------ Task material ------
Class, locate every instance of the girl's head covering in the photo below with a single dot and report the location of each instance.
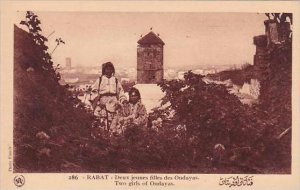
(107, 64)
(133, 91)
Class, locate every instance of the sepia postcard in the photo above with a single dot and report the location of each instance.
(149, 95)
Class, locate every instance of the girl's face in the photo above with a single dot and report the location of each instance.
(108, 71)
(134, 98)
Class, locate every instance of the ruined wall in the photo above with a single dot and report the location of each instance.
(275, 33)
(150, 63)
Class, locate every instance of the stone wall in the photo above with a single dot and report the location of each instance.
(149, 63)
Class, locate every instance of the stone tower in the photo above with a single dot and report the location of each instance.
(150, 59)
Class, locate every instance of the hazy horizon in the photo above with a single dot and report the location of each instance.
(93, 38)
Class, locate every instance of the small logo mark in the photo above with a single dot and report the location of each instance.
(19, 180)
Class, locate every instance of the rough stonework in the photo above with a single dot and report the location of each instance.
(150, 59)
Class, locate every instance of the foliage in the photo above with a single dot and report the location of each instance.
(202, 128)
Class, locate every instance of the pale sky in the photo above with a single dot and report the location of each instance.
(93, 38)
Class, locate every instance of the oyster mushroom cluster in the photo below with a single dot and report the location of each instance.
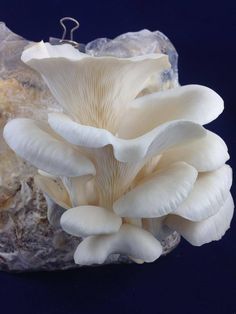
(120, 167)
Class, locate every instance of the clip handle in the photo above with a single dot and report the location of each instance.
(63, 39)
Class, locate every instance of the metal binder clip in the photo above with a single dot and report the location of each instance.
(63, 39)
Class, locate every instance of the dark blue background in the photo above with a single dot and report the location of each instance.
(190, 279)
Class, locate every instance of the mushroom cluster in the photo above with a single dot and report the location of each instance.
(125, 168)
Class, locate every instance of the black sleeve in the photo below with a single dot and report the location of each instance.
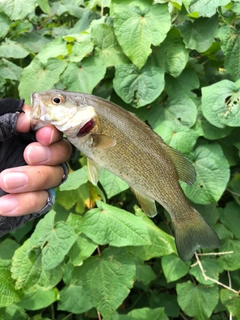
(12, 146)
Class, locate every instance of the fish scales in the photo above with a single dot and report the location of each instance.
(115, 139)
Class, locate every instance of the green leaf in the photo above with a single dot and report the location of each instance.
(107, 46)
(112, 185)
(174, 268)
(177, 136)
(75, 179)
(199, 35)
(108, 224)
(43, 76)
(206, 8)
(212, 174)
(211, 267)
(197, 301)
(8, 293)
(72, 299)
(79, 76)
(230, 261)
(107, 279)
(55, 242)
(230, 45)
(232, 301)
(138, 87)
(230, 218)
(221, 105)
(12, 49)
(139, 24)
(18, 10)
(162, 243)
(172, 55)
(38, 298)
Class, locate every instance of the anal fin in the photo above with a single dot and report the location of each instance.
(147, 204)
(94, 171)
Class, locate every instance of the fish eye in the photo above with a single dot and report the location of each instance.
(58, 100)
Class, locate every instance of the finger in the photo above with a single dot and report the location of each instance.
(23, 203)
(54, 154)
(30, 178)
(48, 135)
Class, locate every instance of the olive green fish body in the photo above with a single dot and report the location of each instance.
(114, 139)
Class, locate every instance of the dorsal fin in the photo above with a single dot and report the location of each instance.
(185, 169)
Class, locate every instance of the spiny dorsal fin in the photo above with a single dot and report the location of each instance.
(148, 205)
(185, 169)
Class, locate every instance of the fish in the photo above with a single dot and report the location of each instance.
(115, 139)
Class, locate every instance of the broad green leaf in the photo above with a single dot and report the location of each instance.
(107, 279)
(230, 261)
(75, 179)
(138, 88)
(221, 105)
(174, 268)
(5, 24)
(172, 55)
(38, 298)
(9, 70)
(12, 49)
(145, 274)
(79, 76)
(200, 34)
(162, 244)
(52, 49)
(107, 46)
(211, 267)
(8, 293)
(206, 8)
(197, 301)
(137, 25)
(143, 314)
(38, 77)
(230, 217)
(230, 45)
(112, 185)
(212, 174)
(55, 242)
(72, 299)
(18, 10)
(181, 104)
(232, 301)
(177, 136)
(108, 224)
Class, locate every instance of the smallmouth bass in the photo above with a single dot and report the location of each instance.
(115, 139)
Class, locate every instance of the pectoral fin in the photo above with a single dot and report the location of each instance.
(185, 169)
(103, 141)
(94, 171)
(148, 205)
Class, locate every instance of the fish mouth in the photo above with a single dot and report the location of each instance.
(86, 128)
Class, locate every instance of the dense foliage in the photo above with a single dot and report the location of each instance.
(176, 65)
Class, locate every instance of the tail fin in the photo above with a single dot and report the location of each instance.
(194, 234)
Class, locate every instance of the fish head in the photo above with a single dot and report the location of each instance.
(66, 111)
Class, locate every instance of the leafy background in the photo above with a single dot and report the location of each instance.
(176, 64)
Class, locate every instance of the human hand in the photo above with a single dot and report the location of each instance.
(27, 185)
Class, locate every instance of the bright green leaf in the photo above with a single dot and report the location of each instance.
(221, 105)
(79, 76)
(38, 77)
(174, 268)
(108, 224)
(200, 34)
(138, 87)
(137, 25)
(212, 174)
(112, 185)
(197, 301)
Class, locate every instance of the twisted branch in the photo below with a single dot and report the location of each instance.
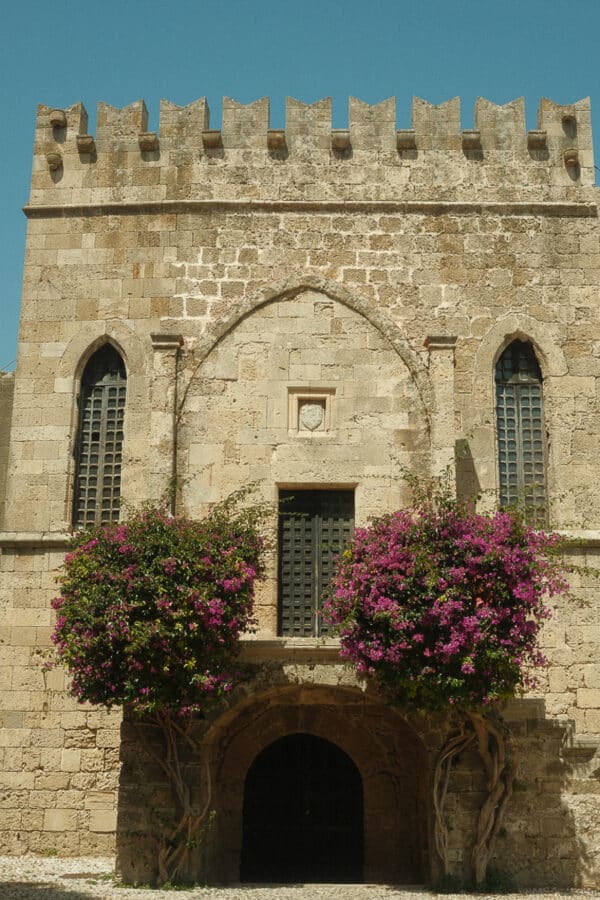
(178, 842)
(497, 749)
(452, 748)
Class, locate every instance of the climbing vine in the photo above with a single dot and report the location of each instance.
(149, 617)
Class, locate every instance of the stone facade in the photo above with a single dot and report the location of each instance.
(251, 278)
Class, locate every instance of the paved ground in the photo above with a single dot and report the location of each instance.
(38, 878)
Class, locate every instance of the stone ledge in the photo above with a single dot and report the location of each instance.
(289, 649)
(581, 537)
(416, 207)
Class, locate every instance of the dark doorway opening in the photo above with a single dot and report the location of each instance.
(303, 814)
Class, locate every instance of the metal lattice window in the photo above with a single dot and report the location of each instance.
(100, 439)
(313, 528)
(520, 424)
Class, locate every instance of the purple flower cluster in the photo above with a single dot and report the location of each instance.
(444, 606)
(151, 610)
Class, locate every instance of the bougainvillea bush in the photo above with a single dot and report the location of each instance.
(151, 609)
(444, 606)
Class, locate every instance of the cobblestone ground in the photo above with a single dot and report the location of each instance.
(37, 878)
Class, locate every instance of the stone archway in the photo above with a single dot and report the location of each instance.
(303, 814)
(389, 756)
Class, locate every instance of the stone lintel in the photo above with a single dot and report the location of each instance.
(166, 341)
(441, 342)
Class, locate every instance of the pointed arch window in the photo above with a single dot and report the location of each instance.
(520, 427)
(98, 453)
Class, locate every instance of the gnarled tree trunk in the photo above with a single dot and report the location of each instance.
(496, 747)
(185, 833)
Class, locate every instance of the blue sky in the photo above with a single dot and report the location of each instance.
(118, 51)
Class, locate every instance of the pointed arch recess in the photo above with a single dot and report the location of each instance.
(290, 289)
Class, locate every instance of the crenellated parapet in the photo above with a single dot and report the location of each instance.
(370, 159)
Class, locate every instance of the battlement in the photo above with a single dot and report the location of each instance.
(436, 158)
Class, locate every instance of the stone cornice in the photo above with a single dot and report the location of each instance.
(290, 650)
(59, 540)
(408, 207)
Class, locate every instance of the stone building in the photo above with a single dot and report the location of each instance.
(314, 310)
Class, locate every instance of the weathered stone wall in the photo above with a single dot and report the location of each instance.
(244, 272)
(6, 398)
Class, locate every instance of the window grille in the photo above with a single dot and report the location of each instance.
(98, 452)
(520, 425)
(313, 528)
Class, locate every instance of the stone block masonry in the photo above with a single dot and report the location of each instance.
(306, 308)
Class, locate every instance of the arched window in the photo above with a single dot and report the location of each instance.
(99, 439)
(520, 425)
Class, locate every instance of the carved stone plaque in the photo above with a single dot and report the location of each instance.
(311, 415)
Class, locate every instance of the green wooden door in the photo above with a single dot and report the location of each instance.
------
**Exercise requirements:**
Pictures stay out; the data above is to be returned exactly.

**Your solution:**
Class, locate every instance of the girl's head covering in the photo below with a single dot and report the location of each instance.
(107, 64)
(133, 91)
Class, locate every instance of the sepia postcard in the photo above with a single dot and report the location of each instance.
(149, 95)
Class, locate every instance of the girl's face in the photo above with a single dot and report the location of each instance.
(108, 71)
(134, 98)
Class, locate every instance of the ruined wall in the photo above with a single dot and report the location of each instance.
(275, 33)
(150, 63)
Class, locate every instance of the stone wall in the photo above with a single dot and report the location of each instance.
(149, 63)
Class, locate every instance of the stone tower in the photo above with a single dot and report the location of each instance.
(150, 59)
Class, locate every instance of the hazy horizon in the photo above with a single dot and report the location of each instance.
(93, 38)
Class, locate every instance of the small logo mark in the photo above with a single dot and report the location of each instance.
(19, 180)
Class, locate every instance of the rough stonework in the photo above with a single dot and report the location of each instance.
(150, 59)
Class, locate every instance of the foliage in the photo above with a single dot and report the location of each instance.
(202, 128)
Class, locate every instance of the pale sky in the photo above with a single dot and report the location of each instance.
(93, 38)
Class, locate every instance of the oyster mushroom cluster in the photo below with a single dot and report the location of each instance.
(120, 167)
Class, locate every instance of the clip handle in the photo above with a single dot and report the location of each instance.
(63, 39)
Class, locate every instance of the metal binder clip in the photo above with a single dot and report the location of each instance.
(63, 39)
Class, locate every instance of the dark blue background in the photo above with a single dot and report the location of each instance.
(190, 279)
Class, locate every instance of the mushroom cluster in the photo above with a single dot and report the location of each instance.
(125, 168)
Class, locate every instance of the black sleeve in the photo below with a single dot and report the location of each instance.
(12, 146)
Class, locate every instance of the fish scales in the photo above with a single dot and report the location of each instance.
(115, 139)
Class, locate every instance of the green leaf in the photo above with a single dot and report the location of each instance.
(107, 46)
(112, 185)
(174, 268)
(177, 136)
(75, 179)
(199, 35)
(108, 224)
(43, 76)
(206, 8)
(212, 174)
(211, 267)
(197, 301)
(8, 293)
(72, 299)
(79, 76)
(230, 261)
(107, 279)
(55, 242)
(230, 45)
(232, 301)
(138, 87)
(230, 218)
(221, 105)
(12, 49)
(139, 24)
(18, 10)
(162, 243)
(172, 55)
(38, 298)
Class, locate every instance of the anal fin in the photo above with a single dot and report the location of each instance.
(147, 204)
(94, 171)
Class, locate every instance of the fish eye in the photo above with a single dot and report the location of each instance.
(58, 100)
Class, locate every instance of the finger in the photo above with a single dot and report the location of each instance.
(23, 203)
(54, 154)
(30, 178)
(48, 135)
Class, locate every instance of the olive green fish body in the photo above with a single dot and report the location of each instance.
(114, 139)
Class, locate every instance of the dorsal fin in the photo above with a single dot and report the location of each instance.
(185, 169)
Class, locate every instance of the spiny dorsal fin in the photo above with a single dot and report the location of each instance.
(148, 205)
(185, 169)
Class, locate every instance of the fish in the photo above with a single dot and report the location of each instance.
(115, 139)
Class, locate every instance of the broad green leaf in the photo above with a single dot and report the location of each instance.
(107, 279)
(230, 261)
(75, 179)
(138, 88)
(221, 105)
(174, 268)
(5, 24)
(172, 55)
(38, 298)
(9, 70)
(12, 49)
(145, 274)
(79, 76)
(200, 34)
(162, 244)
(52, 49)
(107, 46)
(211, 267)
(8, 293)
(206, 8)
(197, 301)
(137, 25)
(143, 314)
(38, 77)
(230, 217)
(230, 45)
(112, 185)
(212, 174)
(55, 242)
(72, 299)
(18, 10)
(181, 104)
(232, 301)
(177, 136)
(108, 224)
Class, locate every instance of the smallmouth bass in the photo above with a single dot and report the location of each instance.
(115, 139)
Class, locate every instance of the pectoral fin in the photo above with a single dot and report the location of each instance.
(185, 169)
(103, 141)
(94, 171)
(148, 205)
Class, locate every instance of the fish mouth in the photo above with a single dot and report the location of each instance.
(86, 128)
Class, locate every instance of the dense foliage in the photo above with a single dot and report the location of each instance.
(176, 65)
Class, locate every instance of the tail fin in the photo above with a single dot and report the location of each instance.
(194, 234)
Class, locate every instance of the fish head in the photo above with a single dot and report the location of each instance.
(66, 111)
Class, locate every instance of the leafy background in the photo above with a single dot and report the location of each instance.
(176, 64)
Class, locate every instance of the human hand in the photo above with a single dot and report the location of each instance.
(27, 185)
Class, locate every instance of the bright green leaf in the photo above with a single dot and report the location of each instance.
(221, 105)
(79, 76)
(38, 77)
(174, 268)
(108, 224)
(200, 34)
(138, 87)
(137, 25)
(212, 174)
(112, 185)
(197, 301)
Class, locate every instance of the twisted branch in the photo below with a single dot and report the location of each instance.
(178, 842)
(497, 749)
(452, 748)
Class, locate every instance of the climbing vine in the photo above with a single dot and report the location of each instance.
(149, 617)
Class, locate every instance of the stone facade in the photo above with a single dot and report the location of each instance.
(251, 278)
Class, locate every instance of the paved ground in the photo above with a single dot and report the location of each instance.
(38, 878)
Class, locate every instance of the stone ledge in the photo above with a single dot and report the location of each instance.
(289, 649)
(581, 537)
(416, 207)
Class, locate every instance of the dark doorway opening in the photo above with a single dot and report the location of each instance.
(303, 814)
Class, locate every instance of the metal lattice window in the photo above with a single dot and report the location of each instance.
(100, 439)
(313, 528)
(520, 424)
Class, locate every instance of the purple flower cluster in the photo above with a single dot and report the location of each instance.
(444, 606)
(151, 610)
Class, locate every instance of the bougainvillea bush in the photo above with a single dot and report the location of each instance.
(151, 609)
(444, 606)
Class, locate every instance of the cobblestone ground in the photo above with a single dot and report the location of each instance.
(37, 878)
Class, locate every instance of the stone archway in the photo above with a single dot and report the location of each instance.
(303, 814)
(389, 756)
Class, locate every instance of the stone lintel in the photo above with a single dot and report the location of each instance.
(166, 341)
(441, 342)
Class, locate every instance of the pointed arch window in the photo above with a single dot and report the location of each instance.
(520, 427)
(98, 453)
Class, locate every instance of the gnarled tree trunk in the photo above with a single dot and report the location of each instance.
(496, 747)
(185, 833)
Class, locate every instance of the blue sky in the photo above with a single dot and report the location of each instance.
(118, 51)
Class, locate every instance of the pointed arch recess in the photo above with a single dot and report the location of each instance.
(290, 289)
Class, locate every instance of the crenellated parapet in the photo above with a single dot and report the location of each instance.
(370, 159)
Class, locate every instance of the battlement in the photo above with a single dot and report the location of each instance.
(436, 158)
Class, locate every instance of the stone cornice in the photo above with a single dot and report the location of each instance.
(290, 650)
(59, 540)
(408, 207)
Class, locate every instance of the stone building in the photo above with a single dot and report the location of each instance.
(314, 310)
Class, locate every instance of the weathered stone wall in the photo above with a single dot and report the location of each instance.
(244, 272)
(6, 398)
Class, locate every instance of the window grille in the photo above with a single dot and report the location of each instance.
(98, 452)
(520, 425)
(313, 528)
Class, locate every instance of the stone block masonry in the photo above with a single dot and report the location of each instance.
(306, 308)
Class, locate every instance of the arched window in the photo above with a single dot and report the location of each instance.
(99, 439)
(520, 425)
Class, locate every instance of the carved stone plaque in the photo above with a single dot and report the location of each instance.
(311, 415)
Class, locate every instance of the green wooden door in the photo above with a single dot and report the location of each instance.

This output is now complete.